===== GIVEN RECORDS

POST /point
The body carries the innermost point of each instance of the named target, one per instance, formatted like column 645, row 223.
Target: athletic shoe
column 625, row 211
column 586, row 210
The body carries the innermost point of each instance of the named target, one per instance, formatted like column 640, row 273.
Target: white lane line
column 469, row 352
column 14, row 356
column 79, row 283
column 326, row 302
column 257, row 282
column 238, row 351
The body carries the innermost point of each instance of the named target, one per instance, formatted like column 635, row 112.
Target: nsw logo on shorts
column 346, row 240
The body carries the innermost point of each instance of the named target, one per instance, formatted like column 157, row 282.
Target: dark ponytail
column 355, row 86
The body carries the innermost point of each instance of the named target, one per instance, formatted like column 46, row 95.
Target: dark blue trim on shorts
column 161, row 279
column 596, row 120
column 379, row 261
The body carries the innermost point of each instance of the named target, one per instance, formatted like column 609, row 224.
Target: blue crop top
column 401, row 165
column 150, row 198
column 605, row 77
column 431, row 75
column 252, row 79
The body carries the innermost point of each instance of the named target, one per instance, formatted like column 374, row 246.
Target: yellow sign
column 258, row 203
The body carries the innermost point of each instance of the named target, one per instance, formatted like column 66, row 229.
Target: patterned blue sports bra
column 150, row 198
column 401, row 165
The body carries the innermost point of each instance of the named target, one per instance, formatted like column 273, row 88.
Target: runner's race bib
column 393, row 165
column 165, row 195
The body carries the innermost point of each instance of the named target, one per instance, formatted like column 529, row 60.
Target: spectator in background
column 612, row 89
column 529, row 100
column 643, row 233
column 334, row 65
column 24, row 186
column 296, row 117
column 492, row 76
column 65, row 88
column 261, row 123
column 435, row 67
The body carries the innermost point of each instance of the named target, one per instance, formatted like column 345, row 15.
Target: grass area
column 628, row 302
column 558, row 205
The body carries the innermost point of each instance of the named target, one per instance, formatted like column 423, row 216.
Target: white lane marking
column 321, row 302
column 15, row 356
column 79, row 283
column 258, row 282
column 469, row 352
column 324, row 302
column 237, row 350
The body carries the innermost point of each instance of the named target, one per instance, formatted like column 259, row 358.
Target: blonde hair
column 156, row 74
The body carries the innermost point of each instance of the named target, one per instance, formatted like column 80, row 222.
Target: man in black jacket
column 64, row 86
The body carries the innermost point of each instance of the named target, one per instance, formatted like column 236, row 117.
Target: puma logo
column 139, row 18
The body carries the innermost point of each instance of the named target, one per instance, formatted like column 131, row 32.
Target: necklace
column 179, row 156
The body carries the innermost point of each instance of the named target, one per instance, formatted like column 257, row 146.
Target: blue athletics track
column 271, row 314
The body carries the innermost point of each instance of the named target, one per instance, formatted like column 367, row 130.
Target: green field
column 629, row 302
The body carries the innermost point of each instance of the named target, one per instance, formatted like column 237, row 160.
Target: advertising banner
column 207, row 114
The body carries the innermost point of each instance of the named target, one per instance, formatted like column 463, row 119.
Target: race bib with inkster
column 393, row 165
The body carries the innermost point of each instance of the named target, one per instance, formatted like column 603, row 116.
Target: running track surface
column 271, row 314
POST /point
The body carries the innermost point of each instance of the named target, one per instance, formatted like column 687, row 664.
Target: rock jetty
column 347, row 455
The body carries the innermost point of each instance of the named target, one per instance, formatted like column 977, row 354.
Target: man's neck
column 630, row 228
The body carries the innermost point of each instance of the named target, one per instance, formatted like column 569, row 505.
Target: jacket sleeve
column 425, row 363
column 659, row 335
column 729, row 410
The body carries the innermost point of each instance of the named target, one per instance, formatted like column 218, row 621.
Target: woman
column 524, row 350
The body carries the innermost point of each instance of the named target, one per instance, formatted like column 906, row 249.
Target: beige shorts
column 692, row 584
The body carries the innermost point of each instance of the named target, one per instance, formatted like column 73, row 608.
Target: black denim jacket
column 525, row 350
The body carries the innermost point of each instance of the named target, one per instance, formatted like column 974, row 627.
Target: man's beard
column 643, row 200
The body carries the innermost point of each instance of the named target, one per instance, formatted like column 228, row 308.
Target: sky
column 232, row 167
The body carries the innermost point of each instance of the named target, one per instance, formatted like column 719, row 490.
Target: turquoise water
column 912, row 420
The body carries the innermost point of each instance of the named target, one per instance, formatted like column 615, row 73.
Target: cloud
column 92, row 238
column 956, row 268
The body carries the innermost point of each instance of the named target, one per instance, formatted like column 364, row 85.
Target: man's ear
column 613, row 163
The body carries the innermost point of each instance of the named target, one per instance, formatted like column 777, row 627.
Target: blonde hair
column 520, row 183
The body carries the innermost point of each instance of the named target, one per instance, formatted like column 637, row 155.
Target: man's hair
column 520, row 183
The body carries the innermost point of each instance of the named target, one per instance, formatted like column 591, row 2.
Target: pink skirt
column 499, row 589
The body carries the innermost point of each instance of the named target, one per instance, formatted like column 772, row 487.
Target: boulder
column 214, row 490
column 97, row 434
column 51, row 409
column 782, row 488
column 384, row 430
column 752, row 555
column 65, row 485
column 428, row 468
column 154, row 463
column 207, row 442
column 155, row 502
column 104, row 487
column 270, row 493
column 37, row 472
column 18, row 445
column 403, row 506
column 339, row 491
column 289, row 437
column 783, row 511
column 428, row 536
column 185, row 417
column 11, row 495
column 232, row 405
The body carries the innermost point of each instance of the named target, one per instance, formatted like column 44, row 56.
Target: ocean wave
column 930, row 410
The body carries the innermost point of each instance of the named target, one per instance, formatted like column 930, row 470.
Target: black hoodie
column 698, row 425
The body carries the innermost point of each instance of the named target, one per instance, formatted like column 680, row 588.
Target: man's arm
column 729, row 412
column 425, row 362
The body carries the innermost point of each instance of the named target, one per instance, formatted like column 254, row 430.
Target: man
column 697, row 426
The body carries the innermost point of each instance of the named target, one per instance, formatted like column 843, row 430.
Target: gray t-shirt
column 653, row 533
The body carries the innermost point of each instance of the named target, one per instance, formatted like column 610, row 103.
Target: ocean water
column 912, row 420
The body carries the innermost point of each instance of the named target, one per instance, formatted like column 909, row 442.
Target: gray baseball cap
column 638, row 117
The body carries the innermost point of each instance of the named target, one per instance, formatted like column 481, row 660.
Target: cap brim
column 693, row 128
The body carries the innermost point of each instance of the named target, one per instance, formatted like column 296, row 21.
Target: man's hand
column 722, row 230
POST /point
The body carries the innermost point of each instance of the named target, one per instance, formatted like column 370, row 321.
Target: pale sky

==========

§ **WHAT IS ASKED**
Rewrite every line of the records above as a numbered list, omitting any blank lines.

§ **FINISHED EXERCISE**
1. POST /point
2. The body carries the innermost point of each instance of the named target, one per instance, formatted like column 645, row 223.
3. Target: athletic shoe
4. column 625, row 211
5. column 586, row 210
6. The body carries the innermost point of each instance of the named target, one per instance, formatted like column 640, row 273.
7. Target: white lane line
8. column 469, row 352
9. column 14, row 356
10. column 79, row 283
11. column 326, row 302
12. column 257, row 282
13. column 238, row 351
14. The body carries the innermost point of each instance of the named target, one per instance, formatted like column 635, row 112.
15. Target: nsw logo on shorts
16. column 346, row 240
17. The body carries the innermost point of each instance of the named target, one per instance, formatted like column 157, row 282.
18. Target: dark ponytail
19. column 355, row 86
20. The body carries the innermost point of each instance of the named target, one per instance, formatted like column 46, row 95.
21. Target: dark blue trim on shorts
22. column 161, row 279
23. column 596, row 120
24. column 379, row 261
25. The body carries the innermost point of each instance of the named target, one per instance, formatted like column 609, row 224.
26. Target: blue crop top
27. column 401, row 165
28. column 150, row 198
29. column 605, row 77
30. column 431, row 75
31. column 252, row 79
32. The body carries the innermost point of each instance of the named target, one per instance, formatted like column 374, row 246.
33. Target: yellow sign
34. column 258, row 203
35. The body carries the innermost point of each instance of the named target, one per instance, formatted like column 66, row 229.
36. Target: patterned blue sports bra
37. column 150, row 198
38. column 401, row 165
39. The body carries the innermost point of each instance of the named target, one per instance, formatted like column 273, row 88.
40. Target: runner's race bib
41. column 393, row 165
42. column 165, row 195
43. The body carries the innermost point of each instance of the named target, one per instance, formatted like column 529, row 60.
44. Target: spectator in background
45. column 612, row 89
46. column 529, row 100
47. column 643, row 233
48. column 334, row 65
49. column 24, row 186
50. column 296, row 117
51. column 492, row 76
52. column 65, row 88
53. column 261, row 123
54. column 435, row 67
55. The body carries the innermost point of each instance of the named target, one per instance, formatted like column 345, row 15.
56. Target: grass area
57. column 628, row 302
58. column 558, row 205
59. The body carries the innermost point of each instance of the named target, one per instance, formatted like column 423, row 216.
60. Target: white lane marking
61. column 321, row 302
62. column 15, row 356
63. column 79, row 283
64. column 258, row 282
65. column 469, row 352
66. column 324, row 302
67. column 237, row 350
68. The body carries the innermost point of each instance of the named target, one per instance, formatted like column 259, row 358.
69. Target: blonde hair
70. column 156, row 74
71. The body carries the innermost point of each instance of the named target, one per instance, formatted like column 80, row 222.
72. Target: man in black jacket
73. column 64, row 86
74. The body carries the innermost point of each instance of the named target, one per instance, formatted like column 236, row 117.
75. Target: puma logo
76. column 139, row 18
77. The body carries the innermost point of each instance of the named target, one per instance, formatted like column 131, row 32.
78. Target: necklace
79. column 179, row 156
80. The body carries the innermost point of each instance of the named target, one per instance, formatted like column 257, row 146.
81. Target: blue athletics track
82. column 271, row 314
83. The body carries the innermost point of each instance of the named target, one per instance, formatted like column 367, row 130.
84. Target: green field
85. column 629, row 302
86. The body carries the innermost point of each instance of the named target, one per instance, formatted like column 237, row 160.
87. Target: advertising banner
88. column 207, row 114
89. The body carries the innermost point of each instance of the named target, one per instance, formatted like column 463, row 119.
90. Target: race bib with inkster
91. column 393, row 165
92. The body carries the innermost point of each instance of the named target, one per instance, formatted like column 603, row 116.
93. Target: running track surface
94. column 271, row 314
95. POST /point
96. The body carries the innermost point of each instance of the named target, one per instance, formatted like column 687, row 664.
97. Target: rock jetty
98. column 347, row 455
99. The body carries the innermost point of each instance of the named target, one per instance, formatted like column 977, row 354.
100. Target: man's neck
101. column 630, row 228
102. The body carries the innermost point of each instance of the named target, one per instance, formatted like column 569, row 505.
103. Target: jacket sleeve
104. column 425, row 363
105. column 659, row 335
106. column 729, row 410
107. The body carries the innermost point of each instance of the named target, one per instance, formatted like column 218, row 621.
108. Target: woman
109. column 524, row 350
110. The body carries the innermost point of each instance of the named target, one per instance, formatted like column 906, row 249.
111. Target: beige shorts
112. column 692, row 584
113. The body carries the innermost point of each instance of the named target, one per instance, formatted like column 73, row 608.
114. Target: black denim jacket
115. column 525, row 350
116. The body carries the innermost point of each instance of the named target, one per instance, formatted like column 974, row 627.
117. Target: man's beard
118. column 643, row 200
119. The body carries the innermost point of each instance of the named target, one per instance, formatted like column 228, row 308.
120. Target: sky
121. column 232, row 167
122. The body carries the innermost point of each instance of the named target, one per instance, formatted like column 719, row 490.
123. Target: turquoise water
124. column 912, row 420
125. The body carries the innermost point of each instance of the named target, one per instance, formatted like column 615, row 73.
126. Target: cloud
127. column 92, row 238
128. column 956, row 268
129. The body carries the innermost point of each instance of the named target, one per instance, formatted like column 364, row 85.
130. Target: man's ear
131. column 613, row 163
132. The body carries the innermost point of each instance of the named target, one per instance, formatted like column 777, row 627.
133. Target: blonde hair
134. column 520, row 183
135. The body carries the innermost point of each instance of the named target, one per instance, formatted like column 637, row 155.
136. Target: man's hair
137. column 520, row 183
138. The body carries the innermost point of each instance of the named target, one per instance, formatted like column 591, row 2.
139. Target: pink skirt
140. column 499, row 589
141. The body carries the innermost point of each instance of the named target, one per instance, formatted like column 772, row 487.
142. Target: boulder
143. column 214, row 490
144. column 97, row 434
145. column 51, row 409
146. column 782, row 488
147. column 384, row 430
148. column 752, row 555
149. column 65, row 485
150. column 428, row 468
151. column 154, row 463
152. column 207, row 442
153. column 155, row 502
154. column 104, row 487
155. column 270, row 493
156. column 37, row 472
157. column 18, row 445
158. column 403, row 506
159. column 339, row 491
160. column 289, row 437
161. column 783, row 511
162. column 428, row 536
163. column 185, row 417
164. column 11, row 495
165. column 232, row 405
166. The body carries the innermost point of each instance of the named target, one per instance, formatted like column 44, row 56.
167. Target: ocean wave
168. column 930, row 410
169. The body carries the innermost point of each instance of the named target, one per instance, formatted like column 930, row 470.
170. Target: black hoodie
171. column 698, row 425
172. The body carries the innermost point of each instance of the named target, one per instance, formatted like column 680, row 588.
173. Target: man's arm
174. column 729, row 412
175. column 425, row 362
176. The body carries the innermost point of each instance of the named target, one per instance, formatted like column 254, row 430.
177. Target: man
178. column 697, row 426
179. The body carries the innermost point of each instance of the named target, one per instance, formatted like column 843, row 430.
180. Target: gray t-shirt
181. column 653, row 533
182. The body carries the innermost point of each instance of the named target, one per instance, formatted like column 610, row 103.
183. Target: ocean water
184. column 912, row 420
185. The body carries the innermost point of each instance of the named target, one per instance, formatted like column 909, row 442.
186. Target: gray baseball cap
187. column 638, row 117
188. The body carries the innermost point of each instance of the named target, one per instance, formatted like column 481, row 660.
189. Target: cap brim
190. column 693, row 128
191. The body carries the innermost point of each instance of the named target, one per instance, formatted like column 296, row 21.
192. Target: man's hand
193. column 722, row 230
194. POST /point
195. The body carries the innermost point of each instance of the named target, one per instance, formatted like column 370, row 321.
196. Target: pale sky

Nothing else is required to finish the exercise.